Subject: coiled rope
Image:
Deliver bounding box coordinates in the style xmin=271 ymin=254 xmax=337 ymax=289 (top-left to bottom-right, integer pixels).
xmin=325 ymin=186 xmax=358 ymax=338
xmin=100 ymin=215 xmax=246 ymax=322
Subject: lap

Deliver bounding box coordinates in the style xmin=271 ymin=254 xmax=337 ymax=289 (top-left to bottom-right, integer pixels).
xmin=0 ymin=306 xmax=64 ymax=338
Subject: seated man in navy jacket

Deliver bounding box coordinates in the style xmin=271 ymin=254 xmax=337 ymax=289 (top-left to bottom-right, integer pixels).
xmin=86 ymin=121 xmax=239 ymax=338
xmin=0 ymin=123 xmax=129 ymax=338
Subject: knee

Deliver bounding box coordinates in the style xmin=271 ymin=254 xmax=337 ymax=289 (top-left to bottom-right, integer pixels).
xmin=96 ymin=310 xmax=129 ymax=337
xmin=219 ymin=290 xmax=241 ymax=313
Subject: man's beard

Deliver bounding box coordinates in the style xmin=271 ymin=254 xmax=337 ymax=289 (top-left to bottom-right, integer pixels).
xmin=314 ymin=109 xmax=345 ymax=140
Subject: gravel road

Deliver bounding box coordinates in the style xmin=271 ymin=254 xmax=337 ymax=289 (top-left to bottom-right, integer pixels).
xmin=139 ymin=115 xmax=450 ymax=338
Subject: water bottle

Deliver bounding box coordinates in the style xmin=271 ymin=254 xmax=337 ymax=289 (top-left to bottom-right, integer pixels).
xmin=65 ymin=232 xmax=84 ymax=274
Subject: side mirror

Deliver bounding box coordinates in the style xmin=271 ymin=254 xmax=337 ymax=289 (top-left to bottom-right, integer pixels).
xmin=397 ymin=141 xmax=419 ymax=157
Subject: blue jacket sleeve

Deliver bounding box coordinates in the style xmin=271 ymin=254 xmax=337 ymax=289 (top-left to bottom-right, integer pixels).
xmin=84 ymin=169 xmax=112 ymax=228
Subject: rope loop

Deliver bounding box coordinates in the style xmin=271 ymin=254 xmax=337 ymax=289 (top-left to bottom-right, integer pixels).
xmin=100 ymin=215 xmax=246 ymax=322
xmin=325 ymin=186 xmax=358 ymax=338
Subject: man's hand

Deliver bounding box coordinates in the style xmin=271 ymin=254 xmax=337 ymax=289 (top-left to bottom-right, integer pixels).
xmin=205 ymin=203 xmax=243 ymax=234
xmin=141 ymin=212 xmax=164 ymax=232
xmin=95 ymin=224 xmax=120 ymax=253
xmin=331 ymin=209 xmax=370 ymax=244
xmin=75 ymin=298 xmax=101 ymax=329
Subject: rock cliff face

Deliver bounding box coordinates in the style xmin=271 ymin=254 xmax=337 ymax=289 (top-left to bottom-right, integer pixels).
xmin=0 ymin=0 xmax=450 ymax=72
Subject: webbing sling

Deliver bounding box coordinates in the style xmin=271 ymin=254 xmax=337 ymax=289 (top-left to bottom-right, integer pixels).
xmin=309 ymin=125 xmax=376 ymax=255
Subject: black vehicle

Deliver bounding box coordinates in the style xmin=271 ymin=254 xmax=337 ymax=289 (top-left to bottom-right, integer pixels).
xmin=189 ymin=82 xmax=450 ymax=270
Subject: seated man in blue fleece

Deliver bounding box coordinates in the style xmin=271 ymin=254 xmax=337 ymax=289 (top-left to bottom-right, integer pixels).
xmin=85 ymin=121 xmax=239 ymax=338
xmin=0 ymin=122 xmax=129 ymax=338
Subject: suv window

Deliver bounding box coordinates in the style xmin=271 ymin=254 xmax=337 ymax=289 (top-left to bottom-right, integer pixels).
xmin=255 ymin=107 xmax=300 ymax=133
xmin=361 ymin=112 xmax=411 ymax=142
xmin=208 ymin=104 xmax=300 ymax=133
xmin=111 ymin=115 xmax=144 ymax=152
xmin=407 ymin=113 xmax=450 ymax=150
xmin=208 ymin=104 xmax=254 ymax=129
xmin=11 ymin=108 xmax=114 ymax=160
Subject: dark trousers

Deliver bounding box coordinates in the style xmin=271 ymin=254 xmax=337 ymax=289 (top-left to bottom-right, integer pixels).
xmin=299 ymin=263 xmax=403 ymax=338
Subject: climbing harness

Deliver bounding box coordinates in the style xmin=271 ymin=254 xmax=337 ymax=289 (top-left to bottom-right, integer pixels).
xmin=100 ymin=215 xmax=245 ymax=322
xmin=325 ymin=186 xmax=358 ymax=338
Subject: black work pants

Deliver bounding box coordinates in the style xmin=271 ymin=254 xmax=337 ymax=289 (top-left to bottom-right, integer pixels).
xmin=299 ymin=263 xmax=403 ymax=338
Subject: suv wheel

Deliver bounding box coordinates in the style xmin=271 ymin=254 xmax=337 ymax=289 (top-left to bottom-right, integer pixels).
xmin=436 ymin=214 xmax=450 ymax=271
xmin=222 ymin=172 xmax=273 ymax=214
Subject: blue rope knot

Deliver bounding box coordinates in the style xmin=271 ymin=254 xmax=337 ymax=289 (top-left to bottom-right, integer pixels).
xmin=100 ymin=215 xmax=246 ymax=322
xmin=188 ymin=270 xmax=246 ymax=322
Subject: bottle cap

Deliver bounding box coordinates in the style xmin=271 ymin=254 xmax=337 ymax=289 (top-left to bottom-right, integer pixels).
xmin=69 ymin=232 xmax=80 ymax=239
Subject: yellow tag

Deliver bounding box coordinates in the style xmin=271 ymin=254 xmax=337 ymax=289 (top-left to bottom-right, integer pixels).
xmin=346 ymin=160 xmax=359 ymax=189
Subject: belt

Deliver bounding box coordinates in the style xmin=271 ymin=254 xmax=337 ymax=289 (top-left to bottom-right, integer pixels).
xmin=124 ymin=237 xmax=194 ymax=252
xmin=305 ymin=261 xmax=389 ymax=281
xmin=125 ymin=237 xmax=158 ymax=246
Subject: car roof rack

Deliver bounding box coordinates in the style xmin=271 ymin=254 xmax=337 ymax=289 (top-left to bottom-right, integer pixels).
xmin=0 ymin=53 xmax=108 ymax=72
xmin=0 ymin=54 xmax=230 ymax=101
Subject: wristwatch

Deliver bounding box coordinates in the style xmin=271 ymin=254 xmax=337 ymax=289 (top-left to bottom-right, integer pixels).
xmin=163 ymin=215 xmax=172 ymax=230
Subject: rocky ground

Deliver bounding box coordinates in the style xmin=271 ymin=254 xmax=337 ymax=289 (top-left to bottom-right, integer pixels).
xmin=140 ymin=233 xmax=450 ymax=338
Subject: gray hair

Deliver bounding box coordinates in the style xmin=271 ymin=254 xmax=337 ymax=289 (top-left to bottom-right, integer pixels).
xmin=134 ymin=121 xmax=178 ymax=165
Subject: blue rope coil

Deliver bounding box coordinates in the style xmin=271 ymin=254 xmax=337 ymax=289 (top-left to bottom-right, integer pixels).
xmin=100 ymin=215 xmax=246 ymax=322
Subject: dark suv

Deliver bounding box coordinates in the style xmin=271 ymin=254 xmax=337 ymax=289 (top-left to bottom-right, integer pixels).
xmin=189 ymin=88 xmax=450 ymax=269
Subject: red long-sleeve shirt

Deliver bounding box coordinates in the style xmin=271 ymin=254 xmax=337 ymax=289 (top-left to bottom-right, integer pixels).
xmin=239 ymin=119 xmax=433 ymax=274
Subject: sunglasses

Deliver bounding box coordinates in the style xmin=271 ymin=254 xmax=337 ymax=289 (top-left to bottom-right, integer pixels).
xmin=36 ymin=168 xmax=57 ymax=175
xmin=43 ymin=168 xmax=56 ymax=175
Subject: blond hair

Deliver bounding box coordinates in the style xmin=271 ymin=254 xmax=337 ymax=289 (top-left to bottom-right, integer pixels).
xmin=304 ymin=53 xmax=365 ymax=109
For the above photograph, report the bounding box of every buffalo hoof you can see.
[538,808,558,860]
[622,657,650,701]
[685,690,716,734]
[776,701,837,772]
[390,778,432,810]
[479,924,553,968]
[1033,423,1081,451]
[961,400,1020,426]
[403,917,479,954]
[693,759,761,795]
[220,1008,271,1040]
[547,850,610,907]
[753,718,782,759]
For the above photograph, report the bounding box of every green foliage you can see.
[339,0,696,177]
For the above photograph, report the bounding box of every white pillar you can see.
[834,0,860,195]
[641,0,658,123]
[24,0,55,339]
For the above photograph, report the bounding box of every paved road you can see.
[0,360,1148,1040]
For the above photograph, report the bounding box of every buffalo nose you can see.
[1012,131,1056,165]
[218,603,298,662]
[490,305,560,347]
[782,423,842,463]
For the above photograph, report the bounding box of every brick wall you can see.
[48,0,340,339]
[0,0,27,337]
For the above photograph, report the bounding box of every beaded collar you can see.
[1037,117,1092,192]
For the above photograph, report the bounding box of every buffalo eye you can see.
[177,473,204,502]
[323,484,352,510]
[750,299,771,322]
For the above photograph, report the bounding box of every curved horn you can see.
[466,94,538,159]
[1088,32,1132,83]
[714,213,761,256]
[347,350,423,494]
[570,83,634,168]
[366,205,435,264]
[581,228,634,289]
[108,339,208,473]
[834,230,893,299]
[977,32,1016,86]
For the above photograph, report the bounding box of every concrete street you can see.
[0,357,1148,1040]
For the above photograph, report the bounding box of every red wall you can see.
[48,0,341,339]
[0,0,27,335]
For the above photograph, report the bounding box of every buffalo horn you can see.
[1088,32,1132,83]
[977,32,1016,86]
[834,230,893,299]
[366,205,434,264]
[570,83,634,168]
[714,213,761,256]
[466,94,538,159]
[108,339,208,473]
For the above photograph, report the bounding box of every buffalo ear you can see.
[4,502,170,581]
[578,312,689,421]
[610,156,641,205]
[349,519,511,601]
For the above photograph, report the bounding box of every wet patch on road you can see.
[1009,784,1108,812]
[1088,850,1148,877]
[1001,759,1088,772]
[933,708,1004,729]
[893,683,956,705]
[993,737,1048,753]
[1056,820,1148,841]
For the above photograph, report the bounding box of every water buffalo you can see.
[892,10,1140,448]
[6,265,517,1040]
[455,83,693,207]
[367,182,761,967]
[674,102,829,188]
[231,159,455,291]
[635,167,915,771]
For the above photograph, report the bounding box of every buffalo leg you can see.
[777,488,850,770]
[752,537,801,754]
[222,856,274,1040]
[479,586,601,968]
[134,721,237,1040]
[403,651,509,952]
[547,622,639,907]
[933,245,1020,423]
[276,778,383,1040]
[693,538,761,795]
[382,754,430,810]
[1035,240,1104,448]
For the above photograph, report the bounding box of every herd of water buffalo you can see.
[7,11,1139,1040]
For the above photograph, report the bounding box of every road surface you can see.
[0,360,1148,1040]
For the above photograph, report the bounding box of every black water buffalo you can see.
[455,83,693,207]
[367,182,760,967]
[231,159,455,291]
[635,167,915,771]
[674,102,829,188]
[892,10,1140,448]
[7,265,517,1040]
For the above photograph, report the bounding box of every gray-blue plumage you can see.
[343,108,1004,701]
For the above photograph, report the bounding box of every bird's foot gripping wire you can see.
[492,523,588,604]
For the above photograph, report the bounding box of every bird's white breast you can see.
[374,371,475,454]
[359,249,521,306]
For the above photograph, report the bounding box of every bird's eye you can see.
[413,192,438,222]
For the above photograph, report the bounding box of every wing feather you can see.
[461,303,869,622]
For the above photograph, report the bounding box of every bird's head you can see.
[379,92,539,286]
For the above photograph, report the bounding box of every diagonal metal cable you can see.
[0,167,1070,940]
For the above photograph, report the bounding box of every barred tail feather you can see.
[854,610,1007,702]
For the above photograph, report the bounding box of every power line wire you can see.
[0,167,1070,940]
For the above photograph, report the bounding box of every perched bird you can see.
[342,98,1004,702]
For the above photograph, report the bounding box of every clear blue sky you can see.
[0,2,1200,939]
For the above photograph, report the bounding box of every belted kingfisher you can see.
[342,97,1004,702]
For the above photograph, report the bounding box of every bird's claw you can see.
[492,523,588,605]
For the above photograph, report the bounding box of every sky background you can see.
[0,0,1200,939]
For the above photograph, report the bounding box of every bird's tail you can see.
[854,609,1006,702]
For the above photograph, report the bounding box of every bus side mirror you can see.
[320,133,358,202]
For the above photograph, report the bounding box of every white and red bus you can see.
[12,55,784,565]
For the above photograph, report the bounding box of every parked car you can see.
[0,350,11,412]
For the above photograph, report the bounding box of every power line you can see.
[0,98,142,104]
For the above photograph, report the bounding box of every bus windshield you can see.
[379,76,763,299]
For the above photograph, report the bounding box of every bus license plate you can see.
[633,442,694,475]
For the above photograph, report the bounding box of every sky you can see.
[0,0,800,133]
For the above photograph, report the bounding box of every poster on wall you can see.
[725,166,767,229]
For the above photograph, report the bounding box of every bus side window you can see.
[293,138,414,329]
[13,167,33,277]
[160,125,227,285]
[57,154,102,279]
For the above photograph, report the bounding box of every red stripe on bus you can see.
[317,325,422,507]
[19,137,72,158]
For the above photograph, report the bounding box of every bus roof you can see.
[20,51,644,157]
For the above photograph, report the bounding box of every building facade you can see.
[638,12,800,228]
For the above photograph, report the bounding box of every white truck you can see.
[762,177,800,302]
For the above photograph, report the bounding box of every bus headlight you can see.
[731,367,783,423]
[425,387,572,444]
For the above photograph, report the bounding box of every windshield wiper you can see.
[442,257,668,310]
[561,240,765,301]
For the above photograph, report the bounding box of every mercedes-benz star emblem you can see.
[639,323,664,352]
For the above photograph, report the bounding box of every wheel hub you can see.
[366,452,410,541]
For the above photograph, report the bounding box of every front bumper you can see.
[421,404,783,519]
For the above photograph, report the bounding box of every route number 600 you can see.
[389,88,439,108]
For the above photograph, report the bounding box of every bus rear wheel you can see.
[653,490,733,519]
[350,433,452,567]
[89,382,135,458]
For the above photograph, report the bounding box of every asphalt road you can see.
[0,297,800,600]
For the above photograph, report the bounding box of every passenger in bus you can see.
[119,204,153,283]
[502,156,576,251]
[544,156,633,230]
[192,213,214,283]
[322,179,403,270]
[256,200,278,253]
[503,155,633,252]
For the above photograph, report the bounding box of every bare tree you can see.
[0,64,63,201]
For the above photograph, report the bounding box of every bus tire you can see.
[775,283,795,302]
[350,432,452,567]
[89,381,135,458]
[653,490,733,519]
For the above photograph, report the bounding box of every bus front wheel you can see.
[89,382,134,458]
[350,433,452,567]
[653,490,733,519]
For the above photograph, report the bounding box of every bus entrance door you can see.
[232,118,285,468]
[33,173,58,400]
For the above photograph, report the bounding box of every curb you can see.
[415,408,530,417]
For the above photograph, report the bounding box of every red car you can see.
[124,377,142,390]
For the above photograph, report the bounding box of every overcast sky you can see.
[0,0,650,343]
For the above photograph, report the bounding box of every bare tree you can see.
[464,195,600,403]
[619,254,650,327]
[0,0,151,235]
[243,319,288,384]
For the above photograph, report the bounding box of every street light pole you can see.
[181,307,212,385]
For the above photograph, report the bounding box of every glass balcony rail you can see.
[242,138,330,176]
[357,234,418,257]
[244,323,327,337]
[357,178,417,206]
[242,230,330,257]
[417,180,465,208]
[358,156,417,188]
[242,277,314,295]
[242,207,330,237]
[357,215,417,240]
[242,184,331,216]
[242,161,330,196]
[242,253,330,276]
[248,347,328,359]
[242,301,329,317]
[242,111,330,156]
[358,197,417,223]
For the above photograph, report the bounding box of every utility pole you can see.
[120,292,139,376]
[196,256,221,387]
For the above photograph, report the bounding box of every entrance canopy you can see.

= = = = =

## Direction
Copy the rows from the line with "Subject: blue jacket sleeve" to the line with "xmin=84 ymin=169 xmax=112 ymax=228", replacing "sleeve" with "cuff" and leaving everything else unchanged.

## Task output
Subject: blue jacket cuff

Deliver bounding box coordinates in the style xmin=271 ymin=254 xmax=337 ymax=289 (top-left to bottom-right, integer pixels).
xmin=84 ymin=169 xmax=112 ymax=228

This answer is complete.